== WHAT THE EXERCISE ASKS ==
The required output is the line that contains "tall tree shown in this photo." and every line after it, each written out exactly, up to the end of the entries.

== RECORDS FOR THE TASK ==
◆ ◆ ◆
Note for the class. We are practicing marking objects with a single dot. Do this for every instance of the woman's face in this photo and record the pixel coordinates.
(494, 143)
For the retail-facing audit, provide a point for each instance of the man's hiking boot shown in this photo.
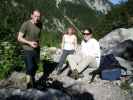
(75, 75)
(31, 83)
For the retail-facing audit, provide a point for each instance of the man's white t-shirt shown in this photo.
(91, 48)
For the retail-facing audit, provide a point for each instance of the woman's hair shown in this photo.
(72, 28)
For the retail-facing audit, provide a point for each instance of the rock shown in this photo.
(115, 37)
(16, 80)
(32, 94)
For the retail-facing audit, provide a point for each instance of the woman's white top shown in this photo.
(69, 42)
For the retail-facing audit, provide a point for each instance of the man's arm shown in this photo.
(21, 39)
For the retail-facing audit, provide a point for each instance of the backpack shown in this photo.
(110, 69)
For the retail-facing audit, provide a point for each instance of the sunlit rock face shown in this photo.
(100, 5)
(115, 37)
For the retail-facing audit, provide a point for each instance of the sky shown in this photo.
(116, 1)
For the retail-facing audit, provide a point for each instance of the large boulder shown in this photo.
(115, 37)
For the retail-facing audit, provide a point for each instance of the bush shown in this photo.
(9, 58)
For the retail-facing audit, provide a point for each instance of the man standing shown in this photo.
(89, 55)
(29, 35)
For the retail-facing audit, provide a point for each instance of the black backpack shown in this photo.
(109, 69)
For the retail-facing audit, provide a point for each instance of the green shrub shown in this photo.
(9, 58)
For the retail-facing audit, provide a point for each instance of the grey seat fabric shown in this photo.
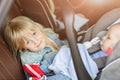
(106, 20)
(112, 69)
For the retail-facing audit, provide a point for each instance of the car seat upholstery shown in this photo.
(37, 10)
(10, 67)
(106, 20)
(111, 65)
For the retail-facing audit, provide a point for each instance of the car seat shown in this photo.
(112, 62)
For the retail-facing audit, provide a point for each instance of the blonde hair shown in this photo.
(15, 29)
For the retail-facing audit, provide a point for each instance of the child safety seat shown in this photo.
(111, 68)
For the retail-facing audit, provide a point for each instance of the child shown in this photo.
(39, 45)
(79, 21)
(36, 44)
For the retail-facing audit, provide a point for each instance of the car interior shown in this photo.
(38, 10)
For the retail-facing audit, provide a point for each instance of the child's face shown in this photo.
(111, 38)
(34, 40)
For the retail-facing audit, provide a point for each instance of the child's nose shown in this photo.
(103, 38)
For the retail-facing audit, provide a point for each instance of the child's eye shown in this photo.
(108, 37)
(34, 33)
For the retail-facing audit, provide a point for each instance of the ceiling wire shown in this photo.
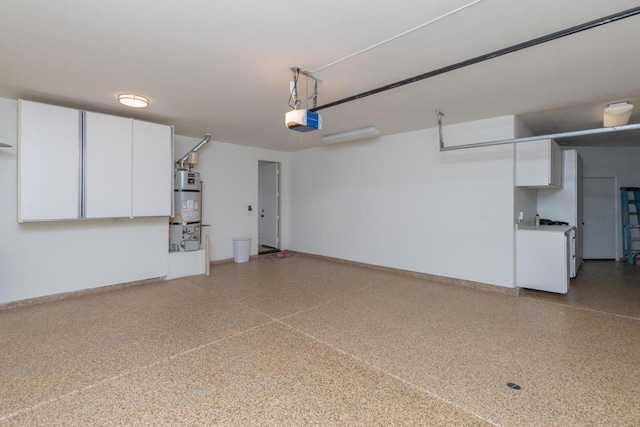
(396, 36)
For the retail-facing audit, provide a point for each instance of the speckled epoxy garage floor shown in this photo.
(306, 341)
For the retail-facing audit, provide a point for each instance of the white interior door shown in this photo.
(268, 203)
(599, 211)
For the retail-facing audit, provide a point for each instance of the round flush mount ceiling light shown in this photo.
(133, 100)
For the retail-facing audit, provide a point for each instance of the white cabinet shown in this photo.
(152, 169)
(118, 167)
(542, 258)
(566, 204)
(49, 140)
(539, 164)
(107, 166)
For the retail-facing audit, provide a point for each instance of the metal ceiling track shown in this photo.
(514, 48)
(560, 135)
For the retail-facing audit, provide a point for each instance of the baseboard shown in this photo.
(73, 294)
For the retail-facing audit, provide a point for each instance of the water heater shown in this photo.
(184, 232)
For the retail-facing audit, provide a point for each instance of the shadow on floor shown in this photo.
(601, 285)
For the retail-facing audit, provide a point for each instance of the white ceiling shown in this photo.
(222, 66)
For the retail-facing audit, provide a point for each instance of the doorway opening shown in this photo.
(268, 207)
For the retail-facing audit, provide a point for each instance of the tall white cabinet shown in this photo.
(108, 166)
(49, 147)
(566, 204)
(76, 164)
(151, 159)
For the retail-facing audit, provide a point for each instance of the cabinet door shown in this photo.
(538, 164)
(152, 169)
(542, 261)
(107, 166)
(48, 162)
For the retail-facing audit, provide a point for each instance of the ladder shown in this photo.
(630, 201)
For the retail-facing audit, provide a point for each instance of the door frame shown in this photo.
(616, 213)
(278, 203)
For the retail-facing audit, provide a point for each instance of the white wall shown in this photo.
(230, 175)
(621, 163)
(397, 201)
(39, 259)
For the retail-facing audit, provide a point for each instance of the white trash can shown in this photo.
(241, 249)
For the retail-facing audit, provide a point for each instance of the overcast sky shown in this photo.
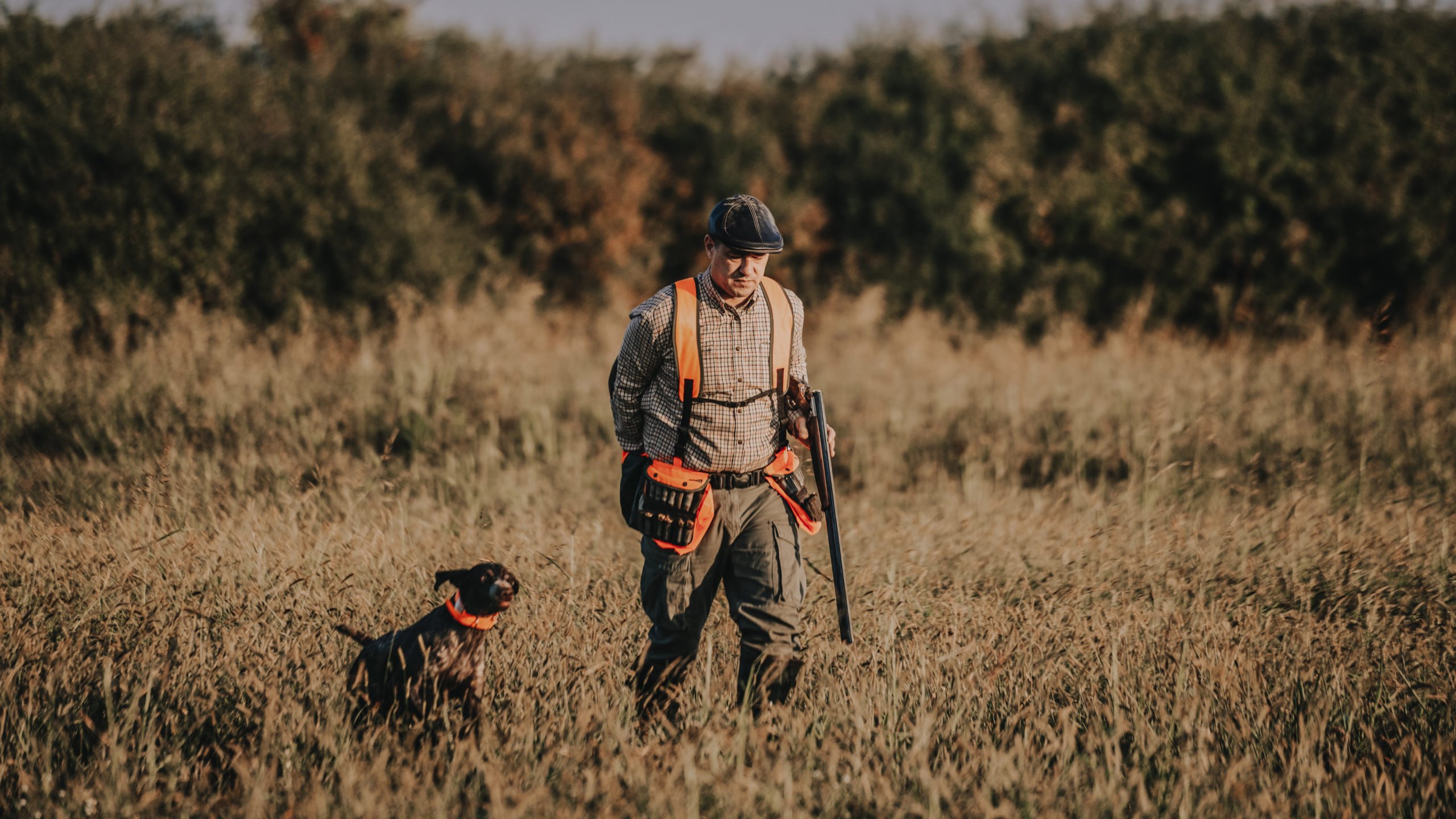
(753, 31)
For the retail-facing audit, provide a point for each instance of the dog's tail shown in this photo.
(354, 634)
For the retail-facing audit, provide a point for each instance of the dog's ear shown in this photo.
(455, 576)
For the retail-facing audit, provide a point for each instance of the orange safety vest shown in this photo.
(686, 346)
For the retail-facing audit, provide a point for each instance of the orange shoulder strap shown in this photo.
(685, 338)
(783, 337)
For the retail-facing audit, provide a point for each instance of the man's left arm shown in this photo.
(800, 375)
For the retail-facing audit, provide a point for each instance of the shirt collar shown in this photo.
(705, 282)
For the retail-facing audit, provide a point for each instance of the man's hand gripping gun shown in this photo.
(812, 403)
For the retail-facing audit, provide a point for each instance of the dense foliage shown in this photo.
(1241, 169)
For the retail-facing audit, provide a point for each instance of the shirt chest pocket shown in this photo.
(736, 367)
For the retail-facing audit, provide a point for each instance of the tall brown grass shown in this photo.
(1142, 576)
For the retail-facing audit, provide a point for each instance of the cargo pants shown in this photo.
(752, 550)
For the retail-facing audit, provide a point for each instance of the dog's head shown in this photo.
(485, 588)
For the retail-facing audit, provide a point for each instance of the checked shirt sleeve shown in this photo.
(799, 362)
(637, 365)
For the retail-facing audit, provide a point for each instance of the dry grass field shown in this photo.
(1133, 577)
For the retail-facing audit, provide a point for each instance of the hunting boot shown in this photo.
(766, 681)
(659, 688)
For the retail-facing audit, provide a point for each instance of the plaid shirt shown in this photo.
(736, 366)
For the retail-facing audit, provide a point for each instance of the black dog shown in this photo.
(443, 655)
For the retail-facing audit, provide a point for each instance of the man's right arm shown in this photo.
(635, 367)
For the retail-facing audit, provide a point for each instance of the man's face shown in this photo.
(736, 273)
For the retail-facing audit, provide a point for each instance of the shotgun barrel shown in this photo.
(825, 477)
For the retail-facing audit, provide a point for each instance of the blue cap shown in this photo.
(744, 224)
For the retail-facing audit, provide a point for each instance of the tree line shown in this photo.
(1241, 169)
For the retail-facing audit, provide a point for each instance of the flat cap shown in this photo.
(744, 224)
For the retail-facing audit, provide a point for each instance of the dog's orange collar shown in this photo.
(466, 618)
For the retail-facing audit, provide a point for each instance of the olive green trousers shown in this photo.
(752, 550)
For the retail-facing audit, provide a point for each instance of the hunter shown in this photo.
(701, 395)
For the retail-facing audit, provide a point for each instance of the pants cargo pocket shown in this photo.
(667, 588)
(788, 569)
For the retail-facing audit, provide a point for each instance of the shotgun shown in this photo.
(825, 477)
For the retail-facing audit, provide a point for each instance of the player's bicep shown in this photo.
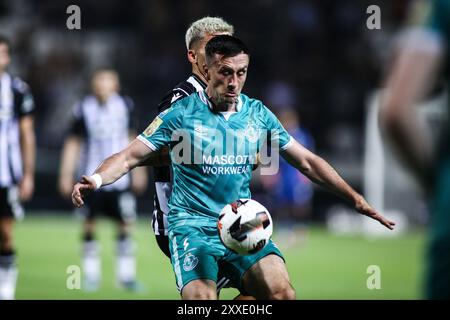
(298, 156)
(136, 152)
(161, 130)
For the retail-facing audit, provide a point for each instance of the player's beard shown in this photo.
(226, 103)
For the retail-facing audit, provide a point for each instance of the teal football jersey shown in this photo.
(212, 153)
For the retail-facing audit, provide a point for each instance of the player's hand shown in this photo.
(26, 188)
(81, 189)
(364, 208)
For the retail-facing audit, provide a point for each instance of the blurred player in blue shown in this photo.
(211, 171)
(103, 123)
(17, 161)
(422, 60)
(293, 191)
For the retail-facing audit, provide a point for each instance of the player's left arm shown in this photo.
(28, 149)
(320, 172)
(139, 178)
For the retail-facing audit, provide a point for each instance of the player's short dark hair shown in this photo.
(225, 45)
(5, 40)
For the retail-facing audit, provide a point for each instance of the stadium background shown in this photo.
(319, 58)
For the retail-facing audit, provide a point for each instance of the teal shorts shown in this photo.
(198, 253)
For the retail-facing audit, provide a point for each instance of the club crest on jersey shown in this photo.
(190, 262)
(251, 133)
(153, 126)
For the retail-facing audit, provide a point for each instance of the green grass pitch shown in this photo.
(324, 266)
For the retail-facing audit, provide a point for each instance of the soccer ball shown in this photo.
(245, 226)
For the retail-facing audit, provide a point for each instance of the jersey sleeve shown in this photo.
(278, 134)
(160, 130)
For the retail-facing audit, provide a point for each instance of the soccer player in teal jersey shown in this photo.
(214, 136)
(423, 58)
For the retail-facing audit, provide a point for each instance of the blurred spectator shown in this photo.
(17, 161)
(103, 124)
(291, 191)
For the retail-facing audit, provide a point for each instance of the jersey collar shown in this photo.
(197, 82)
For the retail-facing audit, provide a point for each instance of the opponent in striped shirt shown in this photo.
(17, 160)
(197, 35)
(102, 126)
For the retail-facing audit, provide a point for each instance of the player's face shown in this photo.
(200, 49)
(104, 84)
(4, 56)
(226, 78)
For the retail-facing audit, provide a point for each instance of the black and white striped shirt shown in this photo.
(104, 129)
(16, 102)
(163, 184)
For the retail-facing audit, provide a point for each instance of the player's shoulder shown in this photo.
(255, 104)
(178, 92)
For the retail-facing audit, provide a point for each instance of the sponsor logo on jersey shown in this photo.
(190, 262)
(152, 127)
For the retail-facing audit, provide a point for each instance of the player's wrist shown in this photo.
(98, 181)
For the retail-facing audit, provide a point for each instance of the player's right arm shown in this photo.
(157, 135)
(71, 150)
(112, 169)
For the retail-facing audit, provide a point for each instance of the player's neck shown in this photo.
(199, 75)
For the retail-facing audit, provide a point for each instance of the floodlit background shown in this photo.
(317, 59)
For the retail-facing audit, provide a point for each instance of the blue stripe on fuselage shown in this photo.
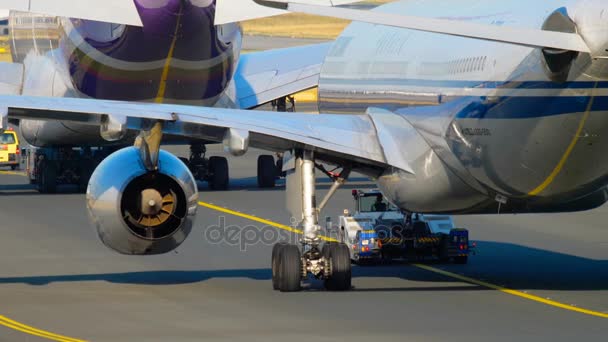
(520, 107)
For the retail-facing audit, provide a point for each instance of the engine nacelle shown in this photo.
(140, 212)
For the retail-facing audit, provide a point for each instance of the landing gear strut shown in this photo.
(292, 263)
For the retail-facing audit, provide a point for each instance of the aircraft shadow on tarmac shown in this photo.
(513, 266)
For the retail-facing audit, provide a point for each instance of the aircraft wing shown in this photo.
(113, 11)
(267, 75)
(334, 138)
(514, 35)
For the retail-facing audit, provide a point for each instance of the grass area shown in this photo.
(296, 25)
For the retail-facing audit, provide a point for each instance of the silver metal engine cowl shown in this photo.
(140, 212)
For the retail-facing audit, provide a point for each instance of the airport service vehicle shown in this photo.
(463, 106)
(379, 231)
(10, 155)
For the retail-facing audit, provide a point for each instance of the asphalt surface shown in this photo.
(55, 275)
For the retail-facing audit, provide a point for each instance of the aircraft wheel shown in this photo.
(47, 180)
(266, 171)
(339, 256)
(277, 249)
(461, 260)
(289, 269)
(218, 168)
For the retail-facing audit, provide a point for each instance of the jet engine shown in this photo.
(558, 63)
(136, 211)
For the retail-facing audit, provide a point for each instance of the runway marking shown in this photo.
(513, 292)
(160, 95)
(12, 324)
(425, 267)
(560, 165)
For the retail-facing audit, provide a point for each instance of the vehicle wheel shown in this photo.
(86, 171)
(289, 269)
(339, 255)
(461, 260)
(218, 169)
(47, 180)
(277, 249)
(266, 171)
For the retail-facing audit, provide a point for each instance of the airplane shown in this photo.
(142, 50)
(459, 107)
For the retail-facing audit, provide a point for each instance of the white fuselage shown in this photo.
(483, 122)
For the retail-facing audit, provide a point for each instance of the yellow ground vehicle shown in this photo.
(10, 155)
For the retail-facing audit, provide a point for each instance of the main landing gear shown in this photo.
(329, 261)
(52, 166)
(213, 170)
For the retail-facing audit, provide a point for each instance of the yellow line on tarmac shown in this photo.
(257, 219)
(9, 323)
(513, 292)
(425, 267)
(162, 87)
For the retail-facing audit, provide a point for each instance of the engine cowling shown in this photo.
(140, 212)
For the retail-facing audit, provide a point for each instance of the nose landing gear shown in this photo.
(292, 263)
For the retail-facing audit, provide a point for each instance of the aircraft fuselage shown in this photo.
(490, 121)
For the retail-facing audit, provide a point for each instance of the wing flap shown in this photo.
(337, 137)
(267, 75)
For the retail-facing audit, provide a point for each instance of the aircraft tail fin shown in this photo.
(230, 11)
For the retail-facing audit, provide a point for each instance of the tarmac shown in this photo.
(534, 277)
(56, 277)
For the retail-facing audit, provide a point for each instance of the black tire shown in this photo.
(443, 249)
(218, 169)
(267, 171)
(289, 269)
(47, 177)
(461, 260)
(86, 171)
(186, 161)
(341, 276)
(277, 249)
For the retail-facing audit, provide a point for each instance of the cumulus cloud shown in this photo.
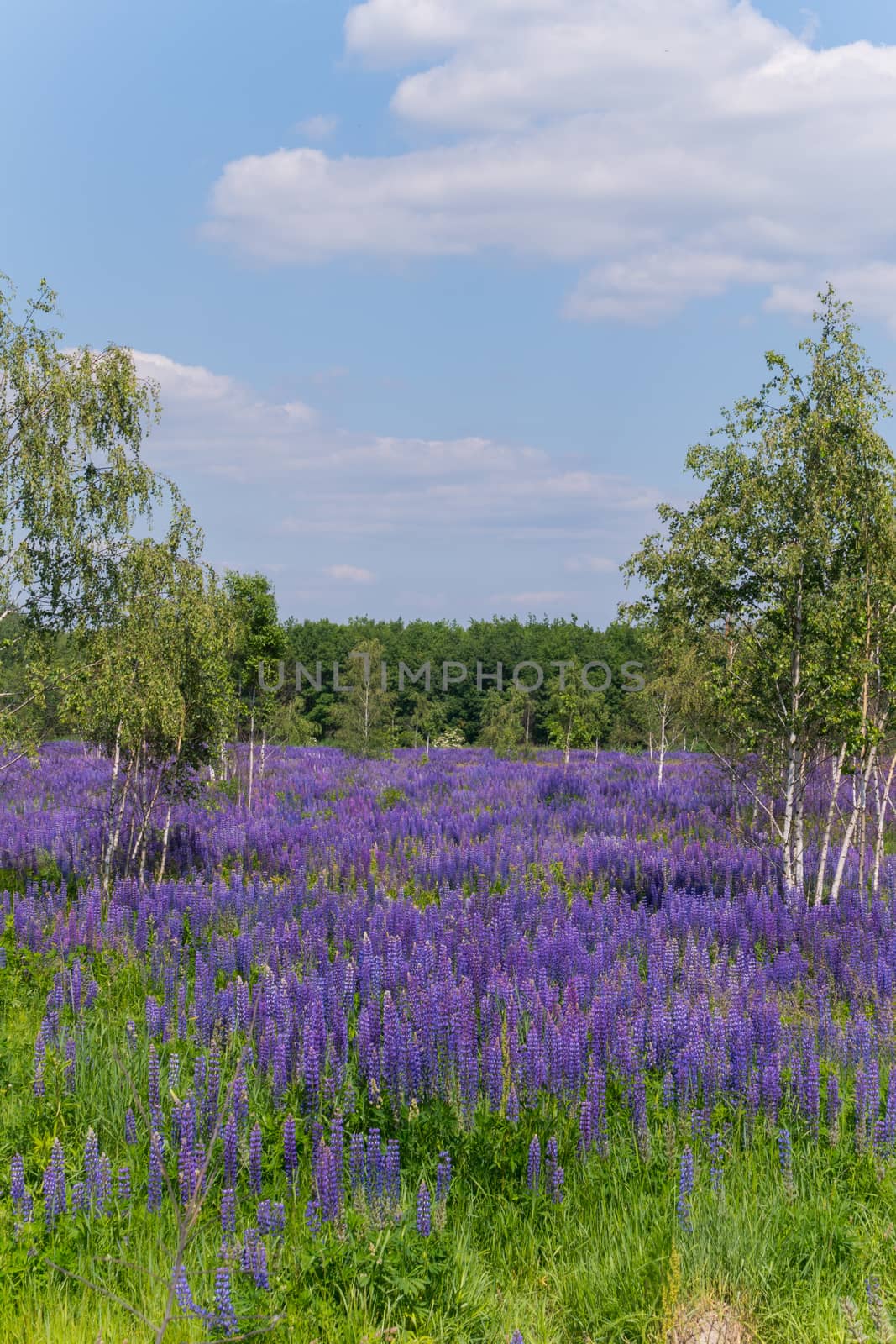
(317, 128)
(322, 480)
(349, 575)
(590, 564)
(673, 148)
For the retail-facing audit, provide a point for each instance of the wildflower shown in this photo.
(533, 1169)
(184, 1294)
(224, 1314)
(685, 1189)
(154, 1189)
(231, 1153)
(255, 1160)
(16, 1179)
(123, 1184)
(313, 1218)
(228, 1210)
(291, 1158)
(423, 1211)
(715, 1162)
(786, 1158)
(443, 1178)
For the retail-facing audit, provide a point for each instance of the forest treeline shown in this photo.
(372, 712)
(762, 624)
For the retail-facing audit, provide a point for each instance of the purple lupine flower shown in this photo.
(123, 1184)
(102, 1193)
(533, 1168)
(255, 1160)
(155, 1092)
(423, 1211)
(356, 1163)
(231, 1152)
(392, 1173)
(833, 1105)
(70, 1068)
(313, 1218)
(54, 1186)
(443, 1178)
(184, 1294)
(786, 1158)
(188, 1167)
(685, 1189)
(878, 1308)
(327, 1183)
(553, 1171)
(92, 1166)
(224, 1314)
(259, 1267)
(228, 1211)
(374, 1167)
(716, 1158)
(16, 1179)
(154, 1186)
(291, 1156)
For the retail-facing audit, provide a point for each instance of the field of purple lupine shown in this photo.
(450, 1048)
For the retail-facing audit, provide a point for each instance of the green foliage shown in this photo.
(73, 486)
(577, 717)
(364, 712)
(775, 588)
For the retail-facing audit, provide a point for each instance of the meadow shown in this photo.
(450, 1050)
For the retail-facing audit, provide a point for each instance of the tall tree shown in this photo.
(73, 486)
(783, 571)
(577, 717)
(364, 709)
(154, 691)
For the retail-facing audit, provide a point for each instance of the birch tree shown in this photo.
(782, 573)
(73, 486)
(155, 694)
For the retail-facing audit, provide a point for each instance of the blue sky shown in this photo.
(438, 292)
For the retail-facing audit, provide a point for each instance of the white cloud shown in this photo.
◆ ◆ ◆
== YOUR SOLUTION ==
For the retail-facing audit, provide a point for each instance of the tall tree shown in this photo.
(73, 486)
(783, 571)
(577, 717)
(364, 709)
(154, 691)
For the retail-facing audit, provide a point for each instance of the birch tree shown in this photo.
(782, 573)
(73, 486)
(155, 694)
For the retail-facing audit, provide a point for each instance of the blue sky shown in this photo.
(438, 292)
For the retail-facing audit, provide a point for each instance of the white cloud shown in this photo.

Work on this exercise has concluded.